▶ **What you have to do**:
Output every record below exactly as it appears.

========================

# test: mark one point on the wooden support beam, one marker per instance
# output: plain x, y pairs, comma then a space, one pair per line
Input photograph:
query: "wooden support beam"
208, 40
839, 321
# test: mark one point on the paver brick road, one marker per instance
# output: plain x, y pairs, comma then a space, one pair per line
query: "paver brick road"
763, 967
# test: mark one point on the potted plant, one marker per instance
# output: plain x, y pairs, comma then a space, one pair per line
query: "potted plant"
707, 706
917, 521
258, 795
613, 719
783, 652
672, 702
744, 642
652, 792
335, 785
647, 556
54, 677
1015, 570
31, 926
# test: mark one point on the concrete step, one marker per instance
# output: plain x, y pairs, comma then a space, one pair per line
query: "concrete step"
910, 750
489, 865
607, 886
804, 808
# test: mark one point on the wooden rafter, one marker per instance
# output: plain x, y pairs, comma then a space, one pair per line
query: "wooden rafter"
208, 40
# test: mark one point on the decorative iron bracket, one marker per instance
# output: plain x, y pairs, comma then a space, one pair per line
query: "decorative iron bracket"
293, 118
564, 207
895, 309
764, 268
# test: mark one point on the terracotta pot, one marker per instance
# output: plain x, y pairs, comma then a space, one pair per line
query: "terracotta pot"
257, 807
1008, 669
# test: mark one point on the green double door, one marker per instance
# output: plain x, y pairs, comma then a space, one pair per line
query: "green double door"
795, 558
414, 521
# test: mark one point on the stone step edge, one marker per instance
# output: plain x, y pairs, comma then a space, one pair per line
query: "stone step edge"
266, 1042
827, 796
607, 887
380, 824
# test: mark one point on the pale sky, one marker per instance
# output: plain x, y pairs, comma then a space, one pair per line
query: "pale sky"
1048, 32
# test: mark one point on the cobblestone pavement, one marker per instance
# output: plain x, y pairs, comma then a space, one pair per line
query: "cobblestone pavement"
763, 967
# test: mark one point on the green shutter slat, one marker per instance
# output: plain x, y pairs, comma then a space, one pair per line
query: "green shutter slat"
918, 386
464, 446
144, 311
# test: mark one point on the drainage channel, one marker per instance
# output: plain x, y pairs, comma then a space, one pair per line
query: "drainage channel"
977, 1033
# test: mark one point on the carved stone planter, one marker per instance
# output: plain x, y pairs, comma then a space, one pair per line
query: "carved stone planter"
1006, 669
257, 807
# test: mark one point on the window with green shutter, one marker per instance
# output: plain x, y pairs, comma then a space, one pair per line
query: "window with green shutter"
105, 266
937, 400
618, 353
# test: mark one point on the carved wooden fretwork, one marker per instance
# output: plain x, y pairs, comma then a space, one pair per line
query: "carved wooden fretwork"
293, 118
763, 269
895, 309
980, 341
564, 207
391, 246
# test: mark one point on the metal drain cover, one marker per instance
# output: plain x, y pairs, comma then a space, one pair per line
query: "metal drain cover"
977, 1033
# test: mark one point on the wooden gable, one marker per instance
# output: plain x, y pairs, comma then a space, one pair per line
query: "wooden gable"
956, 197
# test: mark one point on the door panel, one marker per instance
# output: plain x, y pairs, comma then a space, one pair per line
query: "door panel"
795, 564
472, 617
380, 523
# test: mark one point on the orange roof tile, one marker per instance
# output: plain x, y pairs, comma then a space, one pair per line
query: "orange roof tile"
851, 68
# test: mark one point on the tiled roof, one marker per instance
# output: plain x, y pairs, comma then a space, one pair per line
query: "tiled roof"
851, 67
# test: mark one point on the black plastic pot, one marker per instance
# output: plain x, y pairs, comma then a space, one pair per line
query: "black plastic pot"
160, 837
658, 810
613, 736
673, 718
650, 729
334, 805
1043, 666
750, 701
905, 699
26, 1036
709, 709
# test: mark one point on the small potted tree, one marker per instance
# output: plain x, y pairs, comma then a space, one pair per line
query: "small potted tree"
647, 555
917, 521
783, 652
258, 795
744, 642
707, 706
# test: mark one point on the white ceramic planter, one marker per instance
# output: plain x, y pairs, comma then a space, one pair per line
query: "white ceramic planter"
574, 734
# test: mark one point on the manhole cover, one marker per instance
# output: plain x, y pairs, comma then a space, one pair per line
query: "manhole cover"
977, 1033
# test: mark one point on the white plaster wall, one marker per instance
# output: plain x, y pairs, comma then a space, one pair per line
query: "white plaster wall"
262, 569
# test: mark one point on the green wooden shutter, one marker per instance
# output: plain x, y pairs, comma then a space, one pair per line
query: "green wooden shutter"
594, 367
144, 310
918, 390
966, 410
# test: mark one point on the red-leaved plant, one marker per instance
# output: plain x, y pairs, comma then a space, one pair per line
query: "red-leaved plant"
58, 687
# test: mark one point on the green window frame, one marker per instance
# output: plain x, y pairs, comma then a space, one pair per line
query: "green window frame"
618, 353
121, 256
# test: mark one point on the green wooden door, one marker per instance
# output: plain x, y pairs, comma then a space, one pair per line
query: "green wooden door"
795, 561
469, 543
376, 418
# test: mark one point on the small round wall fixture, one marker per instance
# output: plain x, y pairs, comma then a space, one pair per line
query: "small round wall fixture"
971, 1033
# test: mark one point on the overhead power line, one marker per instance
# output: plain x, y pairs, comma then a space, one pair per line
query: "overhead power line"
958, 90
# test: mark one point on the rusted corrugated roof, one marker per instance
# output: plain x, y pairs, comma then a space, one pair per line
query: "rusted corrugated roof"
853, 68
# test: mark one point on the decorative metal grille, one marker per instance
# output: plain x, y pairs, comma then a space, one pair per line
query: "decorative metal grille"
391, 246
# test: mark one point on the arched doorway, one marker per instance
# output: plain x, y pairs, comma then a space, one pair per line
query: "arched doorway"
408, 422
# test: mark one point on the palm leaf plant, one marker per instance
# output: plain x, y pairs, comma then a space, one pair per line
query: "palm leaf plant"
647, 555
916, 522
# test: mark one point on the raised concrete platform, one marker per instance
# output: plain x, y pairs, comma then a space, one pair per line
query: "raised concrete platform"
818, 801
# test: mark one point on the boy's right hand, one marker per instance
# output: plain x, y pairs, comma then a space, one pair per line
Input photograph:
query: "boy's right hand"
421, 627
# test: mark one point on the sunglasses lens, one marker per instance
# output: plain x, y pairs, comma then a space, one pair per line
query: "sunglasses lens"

========================

▶ **Response to the task**:
# test: mark one point on the wooden support beam, one marker per instance
# output: plain x, y pairs, comma then a space, one pair per line
Input photograph:
query: "wooden support beam"
208, 40
839, 321
# test: mark one point on the paver brick road, one marker per instance
# output: plain x, y pairs, comma then a space, one pair per line
query: "paver brick road"
763, 967
# test: mark one point on the potted plant, one marker per instance
# output: plain x, y pairs, comma then a space, one pair per line
query: "potted plant"
707, 706
917, 521
258, 795
613, 719
783, 652
672, 702
744, 642
652, 792
335, 785
647, 556
54, 677
1015, 570
31, 926
# test: mark one point on the concrete step, one marker per instance
# output: plain x, y pairs, comma then a space, one pair per line
query: "concrete step"
910, 750
489, 865
607, 886
804, 808
# test: mark one point on the wooden rafter, one marker per instance
# output: plain x, y pairs, comma then a space, one pair per line
query: "wooden rafter"
208, 40
# test: mark one point on the decorative iron bracket, one marker per instance
# output: plain x, y pairs, comma then a space, one pair per line
query: "decorative iron bracket"
293, 118
564, 207
895, 309
764, 268
# test: mark one point on the terracotta pot, one marker per instance
# output: plain x, y pairs, comma then a space, one pair per line
query: "terracotta pot"
257, 807
1008, 669
# test: mark one point on the green double door, one marker per instance
# output: plain x, y pairs, comma then a space, one pair per line
query: "green double door"
795, 558
414, 521
# test: mark one point on the stone step edge, one marker per instance
# output: plain x, y pairs, comma then a space, one pair per line
query: "stone step edge"
266, 1042
827, 796
607, 887
380, 824
# test: mark one point on the pale sky, one marker per instance
# output: plain x, y pairs, comma then a space, one pair per line
query: "pale sky"
1048, 32
# test: mark one point on the cobblestone pavement, one marker per instance
# output: plain x, y pairs, comma then a space, one pair per line
query: "cobblestone pavement"
763, 967
# test: mark one point on the green shutter slat, one marker per instance
# output: plain x, y pairs, comma then a space, one pair per line
query: "green shutter slat"
918, 386
464, 446
144, 311
# test: mark one point on the drainage channel, one marker per instance
# output: plain x, y pairs, comma then a space, one pair per line
query: "drainage channel"
977, 1033
# test: mark one point on the carved stone planter, one marker per instance
# output: plain x, y pairs, comma then a space, one pair per line
query: "carved stone planter"
1006, 669
257, 807
# test: mark one point on the window with green shutter, one marker per instance
# output: plain x, y pairs, comma then a space, one pair per line
query: "window with green shutter"
105, 266
937, 400
618, 353
# test: mark one point on the carved wooden fretwork, one marker per instance
# output: plain x, y pairs, comma then a space, one pair per line
query: "carved wooden fretwork"
293, 118
763, 269
895, 309
980, 341
564, 207
391, 246
# test: mark one point on the metal drain cover, one marker per instance
# output: plain x, y pairs, comma then a space, one pair per line
query: "metal drain cover"
977, 1033
# test: mark one point on the wooden gable, one marker per instance
# output: plain x, y pairs, comma then a space, one pair per line
query: "wooden gable"
956, 197
# test: mark one point on the door panel, one marker per instance
# output: plain x, y pairs, comma then a space, one pair per line
query: "door panel"
795, 564
472, 617
380, 523
# test: mark one point on the orange roof tile, one marker per instance
# output: plain x, y pairs, comma then a space, one pair per line
query: "orange roof tile"
851, 68
# test: mark one point on the tiled roof, one marker per instance
# output: plain x, y pairs, comma then a space, one pair per line
query: "tiled roof"
851, 67
# test: mark one point on the black plastic pot, one marker per instance
# output: plain x, y pairs, comma then a space, one pair per line
query: "black plastic pot"
160, 837
658, 810
613, 736
673, 718
650, 729
334, 805
1043, 666
750, 701
905, 699
26, 1036
709, 709
# test: mark one point on the small potted tree, one marker per instance
# output: plain x, y pairs, comma then a space, one pair per line
query: "small potted tree"
647, 555
917, 521
783, 652
258, 795
744, 642
707, 706
# test: mark one point on the white ceramic planter, one marker per instance
# output: plain x, y pairs, comma then a space, one pair per line
query: "white ceramic planter"
574, 734
# test: mark one point on the manhole cover, one marker per instance
# output: plain x, y pairs, comma then a space, one pair per line
query: "manhole cover"
977, 1033
# test: mark one point on the white plaster wall, one marker per instance
# output: plain x, y pairs, comma then a space, one pair per line
query: "white plaster wall"
262, 569
# test: mark one point on the green wooden shutter, one marker per instance
# output: plain x, y pairs, comma then a space, one pair per line
query: "green wooden shutter"
594, 367
144, 310
918, 390
966, 410
# test: mark one point on the red-leaved plant, one marker per instance
# output: plain x, y pairs, comma then a space, one pair per line
query: "red-leaved plant"
58, 687
# test: mark one point on the green window frame, one marker per instance
# output: plain x, y pairs, comma then a space, one pair per line
query: "green window frame"
618, 353
121, 256
# test: mark one point on the green wooden door, one marker per instance
# output: plain x, y pairs, comma then a space, one pair per line
query: "green wooden door"
795, 561
469, 543
376, 418
# test: mark one point on the small round wall fixture, one marker per instance
# output: plain x, y pairs, comma then a space, one pair per line
query: "small round wall fixture"
971, 1033
# test: mark one point on the overhead power line, one marker per instance
# output: plain x, y pairs, comma then a space, one pair per line
query: "overhead power line"
958, 90
# test: mark one point on the rusted corrugated roof, one marker per instance
# output: plain x, y pairs, comma then a space, one pair per line
query: "rusted corrugated roof"
853, 68
# test: mark one point on the decorative metal grille, one marker per instance
# output: plain x, y pairs, comma then a space, one pair per line
query: "decorative metal grille"
391, 246
# test: mark one point on the arched doorway, one marker per instance
# output: plain x, y pairs, comma then a space, one pair per line
query: "arched doorway"
408, 422
# test: mark one point on the palm leaf plant, one marker per instance
# output: plain x, y pairs, comma then a space, one pair per line
query: "palm leaf plant"
647, 555
916, 522
# test: mark one point on the raised concrete platform, one marker per instance
# output: plain x, y pairs, comma then a space, one pair per line
query: "raised concrete platform"
818, 801
# test: mark one point on the boy's right hand, one marker per instance
# output: plain x, y pairs, comma then a space, one pair per line
Input photograph:
query: "boy's right hand"
421, 627
# test: mark one point on the sunglasses lens, one marker per instance
# output: plain x, y pairs, comma then a space, one pair per line
query: "sunglasses lens"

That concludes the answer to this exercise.